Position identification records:
§

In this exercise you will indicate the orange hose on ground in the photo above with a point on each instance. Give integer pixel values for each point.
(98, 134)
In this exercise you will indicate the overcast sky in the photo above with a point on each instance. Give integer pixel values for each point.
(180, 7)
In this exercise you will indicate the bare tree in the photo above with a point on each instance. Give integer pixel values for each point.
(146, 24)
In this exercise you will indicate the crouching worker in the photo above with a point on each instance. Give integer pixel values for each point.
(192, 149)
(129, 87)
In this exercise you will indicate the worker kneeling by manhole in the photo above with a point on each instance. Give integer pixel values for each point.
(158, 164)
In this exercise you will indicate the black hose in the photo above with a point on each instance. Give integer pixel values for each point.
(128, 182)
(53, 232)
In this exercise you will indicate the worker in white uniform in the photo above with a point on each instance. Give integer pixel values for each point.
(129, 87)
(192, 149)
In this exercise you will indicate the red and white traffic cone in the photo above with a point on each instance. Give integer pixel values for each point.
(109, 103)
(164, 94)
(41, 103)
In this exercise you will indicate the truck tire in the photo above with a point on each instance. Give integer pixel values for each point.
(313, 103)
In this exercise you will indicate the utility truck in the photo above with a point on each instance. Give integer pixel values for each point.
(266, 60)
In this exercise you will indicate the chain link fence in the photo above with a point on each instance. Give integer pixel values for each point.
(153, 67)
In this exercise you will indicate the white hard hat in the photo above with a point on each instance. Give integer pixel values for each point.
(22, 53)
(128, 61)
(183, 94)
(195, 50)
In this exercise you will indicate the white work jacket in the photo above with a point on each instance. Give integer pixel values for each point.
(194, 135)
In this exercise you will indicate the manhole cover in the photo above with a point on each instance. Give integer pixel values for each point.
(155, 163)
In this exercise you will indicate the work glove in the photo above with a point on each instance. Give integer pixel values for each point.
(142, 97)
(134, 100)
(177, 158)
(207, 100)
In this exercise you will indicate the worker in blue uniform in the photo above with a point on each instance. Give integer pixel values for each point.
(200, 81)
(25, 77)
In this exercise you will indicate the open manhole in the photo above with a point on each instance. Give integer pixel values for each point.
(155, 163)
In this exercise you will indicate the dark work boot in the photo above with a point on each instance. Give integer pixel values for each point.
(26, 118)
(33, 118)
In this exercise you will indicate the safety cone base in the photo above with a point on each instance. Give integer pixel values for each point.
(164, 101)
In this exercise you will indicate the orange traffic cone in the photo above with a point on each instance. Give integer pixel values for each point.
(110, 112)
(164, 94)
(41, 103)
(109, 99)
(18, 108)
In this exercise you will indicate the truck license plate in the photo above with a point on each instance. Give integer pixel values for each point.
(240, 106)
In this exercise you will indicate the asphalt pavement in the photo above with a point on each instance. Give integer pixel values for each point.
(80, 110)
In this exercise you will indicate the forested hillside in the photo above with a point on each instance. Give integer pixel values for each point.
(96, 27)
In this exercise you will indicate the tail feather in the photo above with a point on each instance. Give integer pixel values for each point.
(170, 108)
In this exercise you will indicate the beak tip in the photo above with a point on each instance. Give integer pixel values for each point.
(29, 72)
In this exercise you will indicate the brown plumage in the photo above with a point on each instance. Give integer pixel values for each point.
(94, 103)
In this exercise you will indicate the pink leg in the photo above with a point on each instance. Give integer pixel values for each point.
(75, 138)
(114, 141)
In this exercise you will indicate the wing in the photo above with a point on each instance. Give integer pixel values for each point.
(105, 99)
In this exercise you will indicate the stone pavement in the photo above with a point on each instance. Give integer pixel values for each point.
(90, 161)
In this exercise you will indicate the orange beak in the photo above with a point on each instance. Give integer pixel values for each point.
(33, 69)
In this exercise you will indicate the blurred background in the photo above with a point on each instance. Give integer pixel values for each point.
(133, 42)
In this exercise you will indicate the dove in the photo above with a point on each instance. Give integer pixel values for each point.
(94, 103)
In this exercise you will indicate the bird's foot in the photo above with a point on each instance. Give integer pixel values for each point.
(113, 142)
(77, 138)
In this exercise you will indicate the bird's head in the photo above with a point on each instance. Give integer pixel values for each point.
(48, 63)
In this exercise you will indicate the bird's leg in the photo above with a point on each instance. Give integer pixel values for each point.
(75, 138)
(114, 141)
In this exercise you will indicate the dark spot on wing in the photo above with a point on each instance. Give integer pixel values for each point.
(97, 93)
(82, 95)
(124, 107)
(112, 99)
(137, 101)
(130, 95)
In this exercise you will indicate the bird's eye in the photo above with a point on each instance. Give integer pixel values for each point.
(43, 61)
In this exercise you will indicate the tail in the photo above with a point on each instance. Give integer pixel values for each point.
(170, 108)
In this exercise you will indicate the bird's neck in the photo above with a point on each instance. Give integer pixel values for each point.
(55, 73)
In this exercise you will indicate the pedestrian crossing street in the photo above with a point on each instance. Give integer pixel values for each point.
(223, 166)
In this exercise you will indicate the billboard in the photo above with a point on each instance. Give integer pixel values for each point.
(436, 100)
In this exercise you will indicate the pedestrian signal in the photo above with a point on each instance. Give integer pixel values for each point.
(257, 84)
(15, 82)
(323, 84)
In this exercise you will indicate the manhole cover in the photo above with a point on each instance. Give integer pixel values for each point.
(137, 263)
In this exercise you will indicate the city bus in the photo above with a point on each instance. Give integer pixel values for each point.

§

Reproduce every line of the material above exactly.

In this exercise you will indicate the orange hose on ground in the photo above with a point on each instance. Give integer pixel values for each point.
(98, 134)
In this exercise you will indicate the overcast sky in the photo above with a point on each instance. Give integer pixel values for each point.
(180, 7)
In this exercise you will indicate the bare tree in the photo above with a point on each instance. Give integer pixel values for each point.
(146, 24)
In this exercise you will indicate the crouching worker in the photo above with a point on each instance. Give integer pixel values for each point.
(192, 149)
(129, 87)
In this exercise you will indicate the worker kneeling by manhole in the photo above with a point on each instance. Give integer pixel values for each point.
(158, 164)
In this exercise you will indicate the black hose in the photo above with a point on each instance. Give integer pixel values for each point.
(128, 182)
(53, 232)
In this exercise you will indicate the worker in white uniform in the photo above with a point on each instance. Give integer pixel values for each point.
(129, 87)
(192, 149)
In this exercise you will indicate the red and white traffic cone in the photo above with a point on each instance. Give integer pixel values for each point.
(109, 103)
(164, 94)
(41, 103)
In this exercise you will indicate the truck tire in the photo above with a point on each instance. Give integer pixel values for each point.
(313, 103)
In this exercise you will indicate the utility truck in the photo above with a point on each instance. Give integer pixel values for each point.
(266, 60)
In this exercise you will indicate the chain link fence in the photo above with a point on each instance. Give integer pixel values for each point.
(153, 67)
In this exercise you will indicate the white hard hat in the photo above with a point on each instance. Give integer pixel values for each point.
(22, 53)
(128, 61)
(183, 94)
(195, 50)
In this exercise you will indicate the white work jacket in the photo above with a point on each instance. Give integer pixel values for each point.
(194, 135)
In this exercise you will indicate the manhole cover in the photo above with a point on each instance. Give integer pixel values for each point.
(155, 163)
In this exercise you will indicate the work glove in the photo above with a point on each instance. Give integer pixel values for each point.
(142, 97)
(134, 100)
(177, 158)
(207, 100)
In this exercise you will indicate the worker in blue uniform in the photo above with a point on each instance. Give integer pixel values for each point.
(200, 81)
(25, 77)
In this exercise you will indicate the open manhole in the photo above with a point on each instance. Give integer pixel values for each point.
(155, 163)
In this exercise you will indicate the dark work boot in the photo above with a point on each instance. Give integer pixel values for each point.
(26, 118)
(33, 118)
In this exercise you will indicate the safety cone base in the photo above with a point on each instance. Give integer pixel values for each point.
(164, 101)
In this exercise you will indicate the orange traffic cone in the photo above with a point on each instance. Give integer pixel values for each point.
(110, 112)
(164, 94)
(41, 103)
(109, 99)
(18, 108)
In this exercise you will indicate the truck license plate in the photo above with a point on each instance. Give integer pixel values for each point.
(240, 106)
In this exercise you will indicate the asphalt pavement in the photo above with a point on each instance. Give integer pixel values for each point.
(80, 110)
In this exercise you will indicate the forested hillside in the photo above with a point on each instance. Give integer pixel values for each point.
(96, 27)
In this exercise you will indicate the tail feather in the photo above with a point on each instance. Give integer pixel values for each point.
(170, 108)
In this exercise you will indicate the beak tip in the photo above with a point on each instance. Give integer pixel values for each point.
(29, 72)
In this exercise you will indicate the brown plumage in the photo above with a point on each instance. Give integer pixel values for each point.
(94, 103)
In this exercise you will indicate the pink leg in the photo above with a point on each instance. Give integer pixel values for each point.
(75, 138)
(114, 141)
In this exercise you will indicate the wing in the photo above with a point on each instance. Give integer pixel values for each point.
(105, 99)
In this exercise you will indicate the stone pavement in the photo above with a point on each instance. Give integer pixel values for each point.
(90, 161)
In this exercise you will indicate the orange beak in the photo above with a point on each instance. Give integer pixel values for each point.
(33, 69)
In this exercise you will indicate the blurred background in the photo above with a point on each instance. Give integer pixel values for each point.
(133, 42)
In this exercise you will indicate the dove in the photo above with a point on each instance. Give integer pixel values for each point.
(94, 103)
In this exercise you will indicate the bird's foot in the photo above with a point on each instance. Give integer pixel values for each point.
(113, 142)
(77, 138)
In this exercise you will indicate the bird's head in the photo above with a point on each instance. Give integer pixel values for each point.
(48, 63)
In this exercise you will indicate the bird's leg in the photo above with a point on each instance. Give integer pixel values for each point.
(75, 138)
(114, 141)
In this exercise you will indicate the dark spot on wing in the photo above with a point on each instance. Give integer pixel values for each point.
(97, 93)
(82, 95)
(124, 107)
(112, 99)
(137, 101)
(130, 95)
In this exercise you will indicate the bird's eye in the photo above with a point on each instance. Give integer pixel values for each point.
(43, 61)
In this exercise you will indicate the tail in the photo above with a point on each instance. Give integer pixel values for each point.
(170, 108)
In this exercise you will indicate the bird's neck in the photo above with a point on each instance. Give integer pixel values for each point.
(55, 73)
In this exercise you will indicate the pedestrian crossing street in the photo above with a point on each instance. Give integer pixel values for each point.
(223, 166)
In this exercise you will indicate the billboard in the photo above with a point on each instance. Give integer pixel values for each point.
(436, 100)
In this exercise you will indicate the pedestrian signal in the photo above with a point on each instance. Give integer pixel values for each point.
(257, 84)
(15, 82)
(323, 84)
In this exercise you will indicate the manhole cover in the photo above with a point on each instance. Give integer pixel values for each point.
(137, 263)
In this exercise you will indicate the city bus in the photo above with a point on each instance. Give integer pixel values for each point.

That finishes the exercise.